In-house regulatory database development: Solution for a competitive oncology landscape

Feature ArticlesFeature Articles | 12 April 2022 | Citation

The unprecedented number of new investigational agents in clinical development in the competitive oncology space presents a significant challenge for regulatory intelligence professionals. Strategic decisions are complicated by the overwhelming amount of regulatory information scattered across numerous repositories. The development of an in-house database may facilitate success for businesses in the prevailing information-centric world. Effective implementation of an in-house database addresses a clear need for resources dedicated to cancer drug development. This article provides an overview of in-house regulatory database development and explores its potential within the evolving oncology treatment landscape. Keywords – database, oncology, regulatory intelligence, regulatory strategy
 
Introduction
Cancer care has evolved significantly in recent decades, with advancements reflecting an increased focus globally on cancer research and oncology by researchers and healthcare providers, patients and the public, and lawmakers. The COVID-19 pandemic has done little to stymie advancement within the oncology therapeutic area, as demonstrated by continuously rising clinical trial activity and an expanding pipeline of new treatments. In 2020, a record 1,600 clinical trials were initiated. That same year, the total number of new molecules in development reached almost 3,500, an increase of 75% from 2015. The US Food and Drug Administration’s (FDA’s) Center for Drug Evaluation and Research approved 50 novel therapeutics in 2021. Cancer medicines accounted for 30% of those new approvals, higher than the 5-year average of 28%.1 This extent of growth was not limited to the US. China approved 37 new oncology therapies over the last 5 years, and France, Germany, Italy, Spain, and the UK together have approved 53 therapies since 2016.1 This substantial research focus by biopharmaceutical companies on oncology highlights the progress in understanding cancer as a disease and the need to support a vulnerable patient population.
 
As the healthcare industry and regulators continue to better understand the biology of cancer, sponsors must remain current on their competitors’ strategies and the precedents generated by past approvals. For example, understanding the shifting definition of clinical benefit for cancer therapies and the role of surrogate endpoints has proved advantageous for emerging drug development programs. Regulators rely on clinical trials and the use of relevant clinical endpoints to accurately assess the safety and efficacy of new cancer therapies. Overall survival has previously dominated as the gold standard. However, the endpoint’s utility is inhibited by its time-consuming nature. This has led to a recent push to explore surrogate clinical endpoints as a measure of clinical outcomes. Between 2010 and 2012, the FDA approved 45% of new drugs based on a surrogate endpoint.2 Understanding the fluid scope and lens of regulators can provide clear approval advantages over competitors.
 
Opening new pathways
In parallel with a knowledge leap in cancer as a disease, health authorities have seen increasingly unique submissions for oncology therapies globally. With the introduction of new regulatory initiatives and guidelines, the standard pathway from development to market has become ambiguous. Health authorities are taking initiative to open new pathways for applicants to bring cancer therapies to market. Recent pilot programs from the FDA’s Oncology Center of Excellence’s (OCE’s) serve as prime examples.
 
The introduction of Project Orbis provided an international framework for concurrent submission and review of oncology products. Collaboration among global regulators allows patients with cancer to receive earlier access to products in other countries where there may be significant delays in regulatory submissions, regardless of whether the product has received FDA approval.3 In addition, pivotal clinical trials in oncology are commonly conducted internationally and these global trials are increasingly important for investigating the safety and effectiveness of cancer drugs for approval in the United States.

• [Directions]:
- a) Update the text on in-house regulatory databases by reproducing everything from "Opening new pathways" down to "as prime examples.", with "ambiguous" replaced by "unclear".
- b) According to the text on in-house regulatory databases, what share of new drugs did the FDA approve based on a surrogate endpoint between 2010 and 2012?

• [Information supplied]:
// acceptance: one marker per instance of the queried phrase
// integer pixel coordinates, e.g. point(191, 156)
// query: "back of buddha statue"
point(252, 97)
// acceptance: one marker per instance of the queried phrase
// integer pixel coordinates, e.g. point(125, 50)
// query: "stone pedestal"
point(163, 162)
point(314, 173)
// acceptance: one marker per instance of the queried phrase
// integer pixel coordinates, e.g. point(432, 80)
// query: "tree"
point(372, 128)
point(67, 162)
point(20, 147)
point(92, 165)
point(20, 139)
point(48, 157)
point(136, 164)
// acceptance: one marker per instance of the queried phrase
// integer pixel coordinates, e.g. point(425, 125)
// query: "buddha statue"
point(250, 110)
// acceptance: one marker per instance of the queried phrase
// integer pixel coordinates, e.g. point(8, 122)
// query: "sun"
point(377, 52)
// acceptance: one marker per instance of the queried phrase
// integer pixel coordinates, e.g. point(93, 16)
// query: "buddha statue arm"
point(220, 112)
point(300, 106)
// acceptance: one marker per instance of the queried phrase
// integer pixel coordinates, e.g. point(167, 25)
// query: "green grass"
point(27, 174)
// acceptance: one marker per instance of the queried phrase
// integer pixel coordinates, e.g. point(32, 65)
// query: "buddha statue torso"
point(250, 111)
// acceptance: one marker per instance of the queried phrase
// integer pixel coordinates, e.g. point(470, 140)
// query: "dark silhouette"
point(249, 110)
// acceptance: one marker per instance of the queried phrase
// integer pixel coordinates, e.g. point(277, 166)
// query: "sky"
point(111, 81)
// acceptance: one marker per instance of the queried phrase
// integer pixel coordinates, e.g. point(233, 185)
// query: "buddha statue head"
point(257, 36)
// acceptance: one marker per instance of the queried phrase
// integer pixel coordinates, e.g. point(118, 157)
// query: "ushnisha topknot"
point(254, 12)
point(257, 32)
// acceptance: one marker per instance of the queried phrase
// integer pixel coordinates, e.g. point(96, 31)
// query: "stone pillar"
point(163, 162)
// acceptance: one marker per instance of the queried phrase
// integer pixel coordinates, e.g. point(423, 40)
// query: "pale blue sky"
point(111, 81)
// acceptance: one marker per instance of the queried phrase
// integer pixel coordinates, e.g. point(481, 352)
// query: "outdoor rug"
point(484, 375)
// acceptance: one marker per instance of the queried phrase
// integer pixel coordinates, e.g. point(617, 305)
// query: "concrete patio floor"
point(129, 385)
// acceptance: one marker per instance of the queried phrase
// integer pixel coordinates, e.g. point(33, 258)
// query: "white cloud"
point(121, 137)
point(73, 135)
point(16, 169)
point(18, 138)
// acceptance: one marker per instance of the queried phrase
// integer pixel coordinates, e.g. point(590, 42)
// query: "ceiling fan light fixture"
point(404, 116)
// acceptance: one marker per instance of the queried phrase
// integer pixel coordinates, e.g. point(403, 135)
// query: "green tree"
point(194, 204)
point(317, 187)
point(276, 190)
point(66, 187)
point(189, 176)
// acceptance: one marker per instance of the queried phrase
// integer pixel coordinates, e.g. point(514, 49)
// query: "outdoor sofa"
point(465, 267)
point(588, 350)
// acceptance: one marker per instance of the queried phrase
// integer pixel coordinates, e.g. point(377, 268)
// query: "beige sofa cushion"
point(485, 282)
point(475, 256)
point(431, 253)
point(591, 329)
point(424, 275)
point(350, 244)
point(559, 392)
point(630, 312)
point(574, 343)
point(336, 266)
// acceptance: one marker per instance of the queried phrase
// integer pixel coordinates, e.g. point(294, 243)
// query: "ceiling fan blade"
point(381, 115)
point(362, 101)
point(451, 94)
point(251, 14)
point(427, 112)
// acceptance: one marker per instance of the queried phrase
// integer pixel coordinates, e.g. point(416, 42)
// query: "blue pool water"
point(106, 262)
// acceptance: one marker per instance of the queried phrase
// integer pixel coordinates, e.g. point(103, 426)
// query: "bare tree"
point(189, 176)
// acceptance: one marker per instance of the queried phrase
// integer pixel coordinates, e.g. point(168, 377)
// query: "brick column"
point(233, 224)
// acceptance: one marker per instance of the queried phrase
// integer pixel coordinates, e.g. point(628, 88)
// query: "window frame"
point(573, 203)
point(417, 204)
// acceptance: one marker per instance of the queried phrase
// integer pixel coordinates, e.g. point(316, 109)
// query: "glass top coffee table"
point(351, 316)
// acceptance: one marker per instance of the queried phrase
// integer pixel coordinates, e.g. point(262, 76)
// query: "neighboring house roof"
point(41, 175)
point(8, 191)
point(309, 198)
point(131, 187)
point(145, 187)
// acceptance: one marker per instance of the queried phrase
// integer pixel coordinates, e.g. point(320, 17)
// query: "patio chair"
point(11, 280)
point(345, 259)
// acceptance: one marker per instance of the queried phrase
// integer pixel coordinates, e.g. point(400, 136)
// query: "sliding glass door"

• [Outputs in order]:
- a)
Opening new pathways
In parallel with a knowledge leap in cancer as a disease, health authorities have seen increasingly unique submissions for oncology therapies globally. With the introduction of new regulatory initiatives and guidelines, the standard pathway from development to market has become unclear. Health authorities are taking initiative to open new pathways for applicants to bring cancer therapies to market. Recent pilot programs from the FDA’s Oncology Center of Excellence’s (OCE’s) serve as prime examples.

- b) 45%